Start of Input

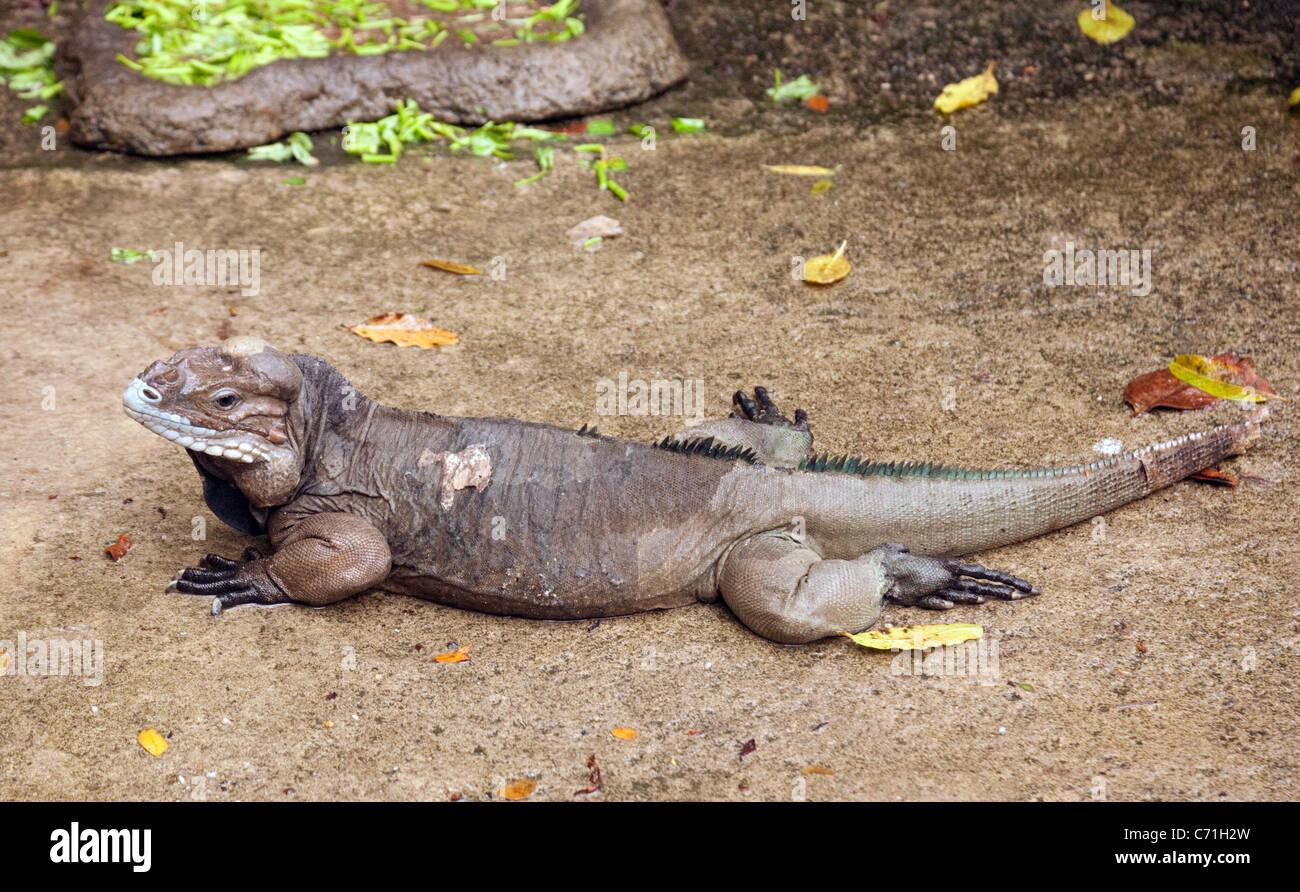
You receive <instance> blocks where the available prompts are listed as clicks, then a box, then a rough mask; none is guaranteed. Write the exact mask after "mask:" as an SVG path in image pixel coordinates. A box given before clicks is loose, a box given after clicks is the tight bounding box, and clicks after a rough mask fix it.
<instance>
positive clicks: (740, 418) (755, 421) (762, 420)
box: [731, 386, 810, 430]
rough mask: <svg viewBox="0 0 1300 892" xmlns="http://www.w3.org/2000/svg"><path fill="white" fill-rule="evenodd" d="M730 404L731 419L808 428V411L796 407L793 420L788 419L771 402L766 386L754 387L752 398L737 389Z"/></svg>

End of Input

What to produce
Quote every line of the records above verbatim, omitting the pictures.

Solution for this exercise
You receive <instance> blocks where the available prompts are listed as clicks, then a box, then a rough mask; none is guaranteed. Write the exact mask after "mask:" as an SVG path in image pixel coordinates. A box given before clicks is loose, a box given after clicks is the tight bounding box, and clicks after a rough mask fix it.
<instance>
positive clicks: (740, 418) (755, 421) (762, 420)
box: [731, 386, 810, 430]
rough mask: <svg viewBox="0 0 1300 892" xmlns="http://www.w3.org/2000/svg"><path fill="white" fill-rule="evenodd" d="M730 404L731 419L808 428V411L796 407L793 420L788 419L771 402L766 386L754 387L752 398L737 389Z"/></svg>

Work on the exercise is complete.